---------- THE DATA
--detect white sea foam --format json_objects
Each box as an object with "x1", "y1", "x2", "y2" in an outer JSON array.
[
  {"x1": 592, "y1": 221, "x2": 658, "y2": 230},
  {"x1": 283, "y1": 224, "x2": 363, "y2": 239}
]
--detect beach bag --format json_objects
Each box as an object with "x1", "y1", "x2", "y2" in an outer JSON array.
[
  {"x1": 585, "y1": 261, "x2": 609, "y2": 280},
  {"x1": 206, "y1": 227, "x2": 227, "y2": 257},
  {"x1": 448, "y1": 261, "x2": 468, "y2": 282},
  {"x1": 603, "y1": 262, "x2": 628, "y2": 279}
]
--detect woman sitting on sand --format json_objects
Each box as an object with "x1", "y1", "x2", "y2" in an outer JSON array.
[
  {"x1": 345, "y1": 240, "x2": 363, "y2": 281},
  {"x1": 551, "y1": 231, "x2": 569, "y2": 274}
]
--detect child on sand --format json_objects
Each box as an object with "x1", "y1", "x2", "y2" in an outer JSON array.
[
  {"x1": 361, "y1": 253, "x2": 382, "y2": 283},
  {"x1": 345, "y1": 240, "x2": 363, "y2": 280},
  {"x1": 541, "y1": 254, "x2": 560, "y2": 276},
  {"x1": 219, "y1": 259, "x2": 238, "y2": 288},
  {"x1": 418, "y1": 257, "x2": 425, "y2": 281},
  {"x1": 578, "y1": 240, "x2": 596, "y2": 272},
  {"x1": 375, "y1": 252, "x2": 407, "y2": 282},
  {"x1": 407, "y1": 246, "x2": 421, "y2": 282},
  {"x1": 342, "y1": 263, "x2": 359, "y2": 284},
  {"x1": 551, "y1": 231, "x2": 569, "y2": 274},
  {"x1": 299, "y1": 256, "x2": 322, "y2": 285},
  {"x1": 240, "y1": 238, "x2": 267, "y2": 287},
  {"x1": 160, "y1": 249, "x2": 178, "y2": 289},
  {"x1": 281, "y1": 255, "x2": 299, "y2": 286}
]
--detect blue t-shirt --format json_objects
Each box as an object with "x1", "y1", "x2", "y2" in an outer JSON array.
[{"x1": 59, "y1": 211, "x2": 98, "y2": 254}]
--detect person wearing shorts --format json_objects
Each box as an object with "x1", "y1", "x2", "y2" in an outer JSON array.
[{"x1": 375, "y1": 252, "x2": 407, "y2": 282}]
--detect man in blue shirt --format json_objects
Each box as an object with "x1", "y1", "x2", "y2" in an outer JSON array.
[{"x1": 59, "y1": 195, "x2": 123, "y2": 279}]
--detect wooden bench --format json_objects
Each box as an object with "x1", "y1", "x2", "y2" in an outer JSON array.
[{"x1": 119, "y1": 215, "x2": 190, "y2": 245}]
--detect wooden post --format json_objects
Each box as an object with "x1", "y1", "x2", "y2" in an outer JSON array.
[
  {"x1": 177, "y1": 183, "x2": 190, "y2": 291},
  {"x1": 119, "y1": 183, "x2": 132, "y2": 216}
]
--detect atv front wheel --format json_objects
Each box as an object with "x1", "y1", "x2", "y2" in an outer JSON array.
--------------------
■ WHAT THE EXERCISE ASKS ■
Transcribe every line of the listing above without changing anything.

■ PROBLEM SOLUTION ■
--detect white sea foam --format json_objects
Each box as an object with "x1", "y1", "x2", "y2" in an outer JSON array.
[
  {"x1": 592, "y1": 221, "x2": 658, "y2": 230},
  {"x1": 283, "y1": 224, "x2": 363, "y2": 239}
]
--detect beach bag --format json_objects
Each box as an object with "x1", "y1", "x2", "y2" in an outer JSON array.
[
  {"x1": 585, "y1": 261, "x2": 609, "y2": 280},
  {"x1": 206, "y1": 227, "x2": 227, "y2": 257},
  {"x1": 448, "y1": 261, "x2": 468, "y2": 282},
  {"x1": 603, "y1": 262, "x2": 628, "y2": 279}
]
--detect woman sitting on sand --format json_objects
Each box as an object with "x1", "y1", "x2", "y2" in an outer JSON array.
[
  {"x1": 345, "y1": 240, "x2": 363, "y2": 281},
  {"x1": 551, "y1": 231, "x2": 569, "y2": 274}
]
--detect child on sand --format json_objects
Each box as an object with "x1", "y1", "x2", "y2" in an outer JSON array.
[
  {"x1": 361, "y1": 253, "x2": 382, "y2": 283},
  {"x1": 345, "y1": 240, "x2": 363, "y2": 280},
  {"x1": 541, "y1": 254, "x2": 560, "y2": 276},
  {"x1": 219, "y1": 259, "x2": 238, "y2": 288},
  {"x1": 418, "y1": 257, "x2": 425, "y2": 281},
  {"x1": 578, "y1": 240, "x2": 596, "y2": 272},
  {"x1": 375, "y1": 252, "x2": 407, "y2": 282},
  {"x1": 407, "y1": 246, "x2": 421, "y2": 282},
  {"x1": 342, "y1": 263, "x2": 359, "y2": 284},
  {"x1": 551, "y1": 231, "x2": 569, "y2": 274},
  {"x1": 299, "y1": 256, "x2": 322, "y2": 285},
  {"x1": 240, "y1": 238, "x2": 267, "y2": 287},
  {"x1": 160, "y1": 249, "x2": 178, "y2": 289},
  {"x1": 281, "y1": 255, "x2": 299, "y2": 286}
]
--detect blue t-shirt --format json_objects
Each box as an object with "x1", "y1", "x2", "y2" in an outer JSON array.
[{"x1": 59, "y1": 211, "x2": 98, "y2": 254}]
--detect person wearing shorts --format json_objects
Each box as an object with "x1", "y1", "x2", "y2" in an outer JSON array.
[{"x1": 375, "y1": 252, "x2": 407, "y2": 282}]
--detect man in blue shirt --format json_objects
Each box as an object with "x1", "y1", "x2", "y2" in an outer JSON array.
[{"x1": 59, "y1": 195, "x2": 123, "y2": 279}]
--detect wooden bench --format json_objects
Each box as an object with "x1", "y1", "x2", "y2" in an outer JSON array.
[{"x1": 119, "y1": 215, "x2": 190, "y2": 245}]
--detect wooden post --format json_objects
Each box as an object with "x1", "y1", "x2", "y2" in an outer JSON array.
[
  {"x1": 177, "y1": 183, "x2": 190, "y2": 291},
  {"x1": 119, "y1": 183, "x2": 132, "y2": 216}
]
--detect atv front wheel --format json_objects
Each box as an object with "x1", "y1", "x2", "y2" in an outer JSON array.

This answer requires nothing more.